• _EXCERPT PROVIDED_
********************

Monday, March 12, 2012

On two-year anniversary of the National Export Initiative (NEI), data shows exports support increasing number of jobs

On the two-year anniversary of the signing of the Executive Order creating the National Export Initiative (NEI), the U.S. Department of Commerce today released data showing that jobs supported by U.S. exports increased by 1.2 million between 2009 and 2011. Building on strong growth in 2010, exports supported approximately 9.7 million jobs in 2011 and the value of U.S. exports of goods and services exceeded $2.1 trillion for the first time in U.S. history.

“Two years ago this week, President Obama set an ambitious goal of doubling U.S. exports over five years. The numbers released today show that our exports support an increasing number of American jobs and we simply cannot afford to let up on our efforts to help U.S. businesses build it here and sell it everywhere,” said Commerce Secretary John Bryson. “We must maintain the track record of the past two years and continue to support U.S. companies in selling their goods to the 95 percent of the world’s consumers who live beyond our borders by helping to create opportunities and a level playing field. We know that when American businesses and workers get a fair shot, they can compete and they can win.”

In 2010, President Obama announced his NEI goal of doubling U.S. exports by the end of 2014 to create more good-paying jobs. Through the NEI, the administration is increasing trade advocacy and export promotion efforts, removing barriers and expanding access to markets, and enforcing trade rules. These efforts strengthen our economy and boost job creation. President Obama recently announced a series of efforts to open up markets for American goods and services and level the playing field for American companies.

Efforts to expand markets for American businesses include the U.S.-Korea Trade Agreement that will enter into force this Thursday, March 15, and is expected to increase U.S. exports by approximately $11 billion. The agreement will support tens of thousands of American jobs, while opening up Korea’s $1 trillion economy for America’s workers and businesses.

********************

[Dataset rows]
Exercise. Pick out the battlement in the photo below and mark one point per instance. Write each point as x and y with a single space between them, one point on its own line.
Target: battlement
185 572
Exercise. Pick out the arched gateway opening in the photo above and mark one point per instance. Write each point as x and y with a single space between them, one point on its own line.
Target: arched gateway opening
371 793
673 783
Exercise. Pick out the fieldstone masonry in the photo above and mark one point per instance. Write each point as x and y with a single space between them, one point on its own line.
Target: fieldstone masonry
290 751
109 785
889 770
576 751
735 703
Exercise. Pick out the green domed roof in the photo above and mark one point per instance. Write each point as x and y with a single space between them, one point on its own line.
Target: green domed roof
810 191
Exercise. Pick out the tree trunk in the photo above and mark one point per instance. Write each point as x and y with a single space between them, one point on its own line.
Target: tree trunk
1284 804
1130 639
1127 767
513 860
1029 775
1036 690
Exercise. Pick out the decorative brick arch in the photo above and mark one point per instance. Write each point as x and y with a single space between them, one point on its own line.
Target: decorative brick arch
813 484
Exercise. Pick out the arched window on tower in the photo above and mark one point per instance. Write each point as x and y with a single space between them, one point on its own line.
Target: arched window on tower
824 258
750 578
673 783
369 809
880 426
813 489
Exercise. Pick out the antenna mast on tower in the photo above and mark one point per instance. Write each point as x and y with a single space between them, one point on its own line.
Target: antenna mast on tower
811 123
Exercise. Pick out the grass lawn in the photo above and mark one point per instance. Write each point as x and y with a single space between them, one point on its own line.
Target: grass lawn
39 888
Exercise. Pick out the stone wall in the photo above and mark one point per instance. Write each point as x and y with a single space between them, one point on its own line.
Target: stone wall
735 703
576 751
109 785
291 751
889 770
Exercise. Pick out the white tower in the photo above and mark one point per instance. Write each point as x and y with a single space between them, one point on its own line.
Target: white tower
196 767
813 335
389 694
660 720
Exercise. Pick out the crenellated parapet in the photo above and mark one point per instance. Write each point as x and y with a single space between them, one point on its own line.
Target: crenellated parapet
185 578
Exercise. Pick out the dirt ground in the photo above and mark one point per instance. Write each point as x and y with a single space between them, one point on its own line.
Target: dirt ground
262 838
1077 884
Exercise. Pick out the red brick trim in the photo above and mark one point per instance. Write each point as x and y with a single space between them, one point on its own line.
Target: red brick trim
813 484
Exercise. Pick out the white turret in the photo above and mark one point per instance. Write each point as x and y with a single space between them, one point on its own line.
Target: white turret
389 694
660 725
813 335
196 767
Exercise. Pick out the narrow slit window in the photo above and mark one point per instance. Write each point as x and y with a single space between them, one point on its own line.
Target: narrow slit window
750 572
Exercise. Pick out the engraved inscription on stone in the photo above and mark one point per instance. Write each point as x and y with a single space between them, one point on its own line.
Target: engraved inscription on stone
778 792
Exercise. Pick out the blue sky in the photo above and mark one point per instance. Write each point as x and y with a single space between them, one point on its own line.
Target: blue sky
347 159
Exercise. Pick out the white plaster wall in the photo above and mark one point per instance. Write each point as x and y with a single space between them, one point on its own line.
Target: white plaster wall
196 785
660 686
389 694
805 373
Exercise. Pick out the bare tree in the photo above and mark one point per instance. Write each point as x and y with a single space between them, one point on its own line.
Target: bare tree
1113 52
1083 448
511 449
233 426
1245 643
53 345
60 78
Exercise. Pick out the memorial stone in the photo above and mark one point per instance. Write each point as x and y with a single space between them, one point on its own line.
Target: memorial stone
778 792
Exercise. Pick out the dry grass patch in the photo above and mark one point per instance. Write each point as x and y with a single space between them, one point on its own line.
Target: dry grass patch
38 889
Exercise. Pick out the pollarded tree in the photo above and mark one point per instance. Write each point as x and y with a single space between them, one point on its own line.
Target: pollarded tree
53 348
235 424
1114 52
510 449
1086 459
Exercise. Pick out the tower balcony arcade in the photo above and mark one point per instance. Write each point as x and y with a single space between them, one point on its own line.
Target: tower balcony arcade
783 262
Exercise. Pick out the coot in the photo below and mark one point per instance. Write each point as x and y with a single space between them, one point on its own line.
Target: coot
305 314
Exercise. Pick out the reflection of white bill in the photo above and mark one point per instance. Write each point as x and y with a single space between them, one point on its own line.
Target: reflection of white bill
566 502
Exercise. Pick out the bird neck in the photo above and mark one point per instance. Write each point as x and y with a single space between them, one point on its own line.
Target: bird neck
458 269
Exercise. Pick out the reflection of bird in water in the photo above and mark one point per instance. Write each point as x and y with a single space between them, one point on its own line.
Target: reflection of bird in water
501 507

********************

• _THINGS TO DO_
A. Answer these questions using the exports passage:
(i) About how many jobs did U.S. exports support in 2011?
(ii) By the end of which year did the NEI goal aim to double U.S. exports?
(iii) On what date was the U.S.-Korea Trade Agreement set to enter into force?
B. Count the lines of the records that contain the string "narrow" and give only that number.
The exports passage and the records were drawn from unrelated sources.

• _THE RESPONSES_
A.
(i) Approximately 9.7 million jobs
(ii) 2014
(iii) Thursday, March 15

B. 2